_CONSIGNE À SUIVRE:_
Poursuivez le texte sur le collectif des « Déchiffreurs de l'éducation » en reprenant juste après sa dernière phrase.

_TEXTE DE L'EXERCICE:_
════════════════════
Par Françoise Solliec
Depuis 5 ans, nombre d’experts estiment que les données chiffrées présentées par le Ministère de l’éducation nationale (DEPP) servent davantage la communication du ministre que l’information fiable du public et que cette information est loin d’être complète. Comment attirer l’attention sur ce problème et mettre en place un dispositif qui produise les données fiables nécessaires à un débat pluraliste sur le système éducatif ? Le collectif des « Déchiffreurs de l’éducation » invite à revoir le programme des productions de la Depp pour prendre en compte des problématiques actuelles comme les inégalités dans le système éducatif, l’assouplissement de la carte scolaire ou les conséquences de la réforme du bac pro.
Rassemblés depuis quelques mois dans un collectif de personnes, de syndicats et d’associations (dont le Café pédagogique), les déchiffreurs de l’éducation veulent garantir l’existence d’évaluations et de statistiques fiables et publiques sur le système éducatif.
════════════════════
_DONNÉES:_
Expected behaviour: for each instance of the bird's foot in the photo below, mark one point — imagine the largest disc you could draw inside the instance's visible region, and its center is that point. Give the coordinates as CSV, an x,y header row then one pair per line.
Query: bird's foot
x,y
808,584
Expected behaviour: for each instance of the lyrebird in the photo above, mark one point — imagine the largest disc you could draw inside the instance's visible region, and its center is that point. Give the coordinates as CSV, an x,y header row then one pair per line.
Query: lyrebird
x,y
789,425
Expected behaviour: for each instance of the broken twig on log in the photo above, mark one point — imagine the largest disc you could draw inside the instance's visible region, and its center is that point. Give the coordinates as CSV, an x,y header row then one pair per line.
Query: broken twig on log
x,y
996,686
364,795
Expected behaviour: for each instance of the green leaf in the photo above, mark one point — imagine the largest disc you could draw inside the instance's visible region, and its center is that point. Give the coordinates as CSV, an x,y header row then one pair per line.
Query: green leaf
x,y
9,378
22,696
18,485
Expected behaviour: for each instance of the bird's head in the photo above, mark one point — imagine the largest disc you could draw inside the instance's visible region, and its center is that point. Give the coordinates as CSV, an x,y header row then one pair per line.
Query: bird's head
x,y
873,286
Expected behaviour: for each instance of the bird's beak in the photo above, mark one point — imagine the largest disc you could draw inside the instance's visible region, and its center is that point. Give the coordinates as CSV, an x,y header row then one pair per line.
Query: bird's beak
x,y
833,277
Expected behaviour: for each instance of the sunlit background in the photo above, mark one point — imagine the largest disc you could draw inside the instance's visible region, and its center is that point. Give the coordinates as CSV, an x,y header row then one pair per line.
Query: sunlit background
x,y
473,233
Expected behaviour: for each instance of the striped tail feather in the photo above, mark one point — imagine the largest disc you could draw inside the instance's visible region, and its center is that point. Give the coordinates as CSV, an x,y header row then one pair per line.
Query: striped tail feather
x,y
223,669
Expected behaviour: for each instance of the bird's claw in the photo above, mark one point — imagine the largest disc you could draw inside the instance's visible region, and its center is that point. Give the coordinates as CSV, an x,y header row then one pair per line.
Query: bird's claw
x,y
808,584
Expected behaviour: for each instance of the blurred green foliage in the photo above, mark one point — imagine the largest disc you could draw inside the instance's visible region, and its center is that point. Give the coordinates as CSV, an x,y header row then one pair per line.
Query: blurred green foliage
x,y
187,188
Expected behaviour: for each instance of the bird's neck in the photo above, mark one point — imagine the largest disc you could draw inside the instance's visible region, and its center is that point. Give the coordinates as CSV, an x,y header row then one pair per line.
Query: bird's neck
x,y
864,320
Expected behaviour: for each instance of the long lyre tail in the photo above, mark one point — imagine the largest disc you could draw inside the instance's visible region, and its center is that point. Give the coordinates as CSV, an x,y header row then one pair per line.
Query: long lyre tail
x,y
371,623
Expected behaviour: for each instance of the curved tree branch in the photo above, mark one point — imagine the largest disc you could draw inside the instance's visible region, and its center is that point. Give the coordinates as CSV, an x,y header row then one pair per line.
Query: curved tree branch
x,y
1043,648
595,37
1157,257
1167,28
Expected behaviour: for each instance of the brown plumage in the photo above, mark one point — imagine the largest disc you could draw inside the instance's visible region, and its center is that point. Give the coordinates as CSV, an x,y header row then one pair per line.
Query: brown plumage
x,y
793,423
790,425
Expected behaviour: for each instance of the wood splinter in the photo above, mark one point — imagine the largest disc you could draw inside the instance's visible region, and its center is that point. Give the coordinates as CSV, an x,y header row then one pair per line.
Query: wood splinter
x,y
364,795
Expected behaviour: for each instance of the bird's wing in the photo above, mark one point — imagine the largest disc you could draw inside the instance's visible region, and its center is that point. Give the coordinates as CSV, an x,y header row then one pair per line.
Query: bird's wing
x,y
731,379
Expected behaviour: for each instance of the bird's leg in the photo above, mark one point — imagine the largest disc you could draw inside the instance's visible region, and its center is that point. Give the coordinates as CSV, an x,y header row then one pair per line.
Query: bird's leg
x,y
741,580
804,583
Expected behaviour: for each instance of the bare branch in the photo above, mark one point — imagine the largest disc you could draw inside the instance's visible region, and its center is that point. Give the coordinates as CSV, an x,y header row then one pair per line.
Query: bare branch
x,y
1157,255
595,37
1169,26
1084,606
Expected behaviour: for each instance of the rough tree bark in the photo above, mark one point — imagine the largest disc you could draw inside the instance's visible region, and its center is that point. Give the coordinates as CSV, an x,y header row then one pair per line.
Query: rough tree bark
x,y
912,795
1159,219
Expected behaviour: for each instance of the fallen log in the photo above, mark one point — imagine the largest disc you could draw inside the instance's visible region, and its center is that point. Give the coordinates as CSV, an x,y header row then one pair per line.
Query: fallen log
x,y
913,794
════════════════════
_RÉSULTAT DE L'EXERCICE:_
La réunion du 10 mai avait pour objet d’énoncer quelques principes à l’attention du futur ministre de l’éducation et de ses services, y compris pour l’enseignement supérieur.
Après une brève introduction de Daniel Blondet, ancien chargé de mission à la DEGESCO, Philippe Watrelot, président du CRAP-Cahiers pédagogiques a rappelé les raisons de la création du collectif, dont les travaux sont rapportés sur un blog hébergé par les Cahiers pédagogiques. Il estime que même avec un nouveau gouvernement, ce blog conservera son utilité, car il est construit dans une logique de contre-pouvoir et de vérification et sera fort utile dans un débat qui est loin d’être terminé.
Pour Jean-Claude Emin, la création du collectif résulte effectivement de la convergence de nombreuses préoccupations. La CGT, par exemple, travaille depuis longtemps sur les conditions de travail des personnels de l’administration centrale, l’association des journalistes de l’éducation, qui soutient le collectif, s’est constituée pour lutter contre la politique de désinformation menée par le cabinet et le ministre.
Depuis 5 ans, on note selon lui un blocage systématique des chiffres (rétention des rapports sur la carte scolaire) et des rapports d’évaluation à méthodologie douteuse. Les chiffres publiés l’ont été dans un souci de communication, ce qui fausse et dévalorise le travail des personnels qui les ont produits.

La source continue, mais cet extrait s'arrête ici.